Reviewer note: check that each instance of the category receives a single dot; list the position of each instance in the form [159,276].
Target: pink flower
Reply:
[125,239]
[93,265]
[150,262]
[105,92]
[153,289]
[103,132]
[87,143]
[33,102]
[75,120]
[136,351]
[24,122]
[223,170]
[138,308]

★ ★ ★ ★

### Direction
Rewrite the items above with "dot" replaced by "point" and everything else left unchanged.

### Exercise answer
Reviewer note: check that each instance of the category receives a single point; list the position of each instance in the form [159,276].
Target: pink flower
Reply:
[125,239]
[93,265]
[150,262]
[105,92]
[153,289]
[103,132]
[87,143]
[33,102]
[75,120]
[136,351]
[24,122]
[223,170]
[138,308]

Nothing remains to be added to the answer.